[EXCERPTED TEXT start]

We’ve all heard all manner of excuses ranging from software development as a cottage industry in desperate need of the construction industry’s project management rigour all the way through to vendor incompetence.
Chad Dickerson (page 16), the CTO of sister title InfoWorld, laments that many IT projects actually succeed in increasing productivity, but are still seen as flops by poorly trained end users who resent the change. Paul Glen (on page 21) traces problems to the concept of “gathering requirements”, which in his view is a bogus approach built on the premise that “requirements” exist as complete entities just waiting to be harvested.
Fellow columnist Frank Hayes observes that IT is also driven by politics, fads, personal preferences, IT sales people who close friendly deals (such as, best price but bad choice), and the propensity of the industry to flip-flop on technology specifics (integration headaches — again). Add in the perennial hassle of integrating with legacy systems, and we should instead be asking how do so many projects actually get done on time and on budget.

[EXCERPTED TEXT end]

PROBLEMS:
1 > Answer these questions from the text on IT project failures:
(a) Which publication has Chad Dickerson as its CTO?
(b) On what page does Paul Glen's piece appear?
(c) Who observes that IT is also driven by politics and fads?
2 > List every person named in the text on IT project failures.
3 > Rewrite the text on IT project failures from "Chad Dickerson (page" to "and on budget.", replacing "end users" with "staff members".
The entries come from a separate source.

[DATA LISTING start]

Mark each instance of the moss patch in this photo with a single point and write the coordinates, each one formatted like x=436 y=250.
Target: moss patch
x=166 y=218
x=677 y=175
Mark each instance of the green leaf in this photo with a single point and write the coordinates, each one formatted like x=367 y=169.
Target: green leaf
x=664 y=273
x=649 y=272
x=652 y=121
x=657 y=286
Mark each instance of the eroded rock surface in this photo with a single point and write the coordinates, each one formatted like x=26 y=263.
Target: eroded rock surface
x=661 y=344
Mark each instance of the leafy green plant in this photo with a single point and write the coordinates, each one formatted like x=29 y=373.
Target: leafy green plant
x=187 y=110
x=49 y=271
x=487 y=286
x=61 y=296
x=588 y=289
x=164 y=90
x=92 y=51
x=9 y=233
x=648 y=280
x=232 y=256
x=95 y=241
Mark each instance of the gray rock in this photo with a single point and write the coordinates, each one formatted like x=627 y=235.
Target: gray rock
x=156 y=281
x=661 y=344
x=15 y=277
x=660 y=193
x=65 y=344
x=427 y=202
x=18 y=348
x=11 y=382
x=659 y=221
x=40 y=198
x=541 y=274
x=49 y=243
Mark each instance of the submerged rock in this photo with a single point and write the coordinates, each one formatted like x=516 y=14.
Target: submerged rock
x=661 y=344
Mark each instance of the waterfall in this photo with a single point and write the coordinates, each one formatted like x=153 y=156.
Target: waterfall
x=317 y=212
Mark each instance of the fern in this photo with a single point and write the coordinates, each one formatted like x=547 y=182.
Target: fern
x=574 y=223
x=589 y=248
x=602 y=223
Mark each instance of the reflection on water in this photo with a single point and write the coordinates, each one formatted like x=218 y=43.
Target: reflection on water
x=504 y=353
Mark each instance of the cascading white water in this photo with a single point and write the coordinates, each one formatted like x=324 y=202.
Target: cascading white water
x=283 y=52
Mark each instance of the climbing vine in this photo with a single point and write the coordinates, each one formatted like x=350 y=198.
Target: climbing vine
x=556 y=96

[DATA LISTING end]
[DATA LISTING start]

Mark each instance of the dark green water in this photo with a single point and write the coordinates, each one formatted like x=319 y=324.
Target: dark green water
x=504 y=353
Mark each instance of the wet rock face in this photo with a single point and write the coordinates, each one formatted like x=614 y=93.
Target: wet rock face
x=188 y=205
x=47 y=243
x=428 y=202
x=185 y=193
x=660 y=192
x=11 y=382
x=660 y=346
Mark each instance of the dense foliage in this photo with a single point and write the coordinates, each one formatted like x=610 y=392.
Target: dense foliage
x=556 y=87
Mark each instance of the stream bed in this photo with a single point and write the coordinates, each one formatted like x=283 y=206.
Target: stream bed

[DATA LISTING end]

ANSWERS FOR THIS EXERCISE:
1 >
(a) InfoWorld
(b) Page 21
(c) Frank Hayes

2 > Chad Dickerson, Paul Glen, Frank Hayes

3 >
Chad Dickerson (page 16), the CTO of sister title InfoWorld, laments that many IT projects actually succeed in increasing productivity, but are still seen as flops by poorly trained staff members who resent the change. Paul Glen (on page 21) traces problems to the concept of “gathering requirements”, which in his view is a bogus approach built on the premise that “requirements” exist as complete entities just waiting to be harvested.
Fellow columnist Frank Hayes observes that IT is also driven by politics, fads, personal preferences, IT sales people who close friendly deals (such as, best price but bad choice), and the propensity of the industry to flip-flop on technology specifics (integration headaches — again). Add in the perennial hassle of integrating with legacy systems, and we should instead be asking how do so many projects actually get done on time and on budget.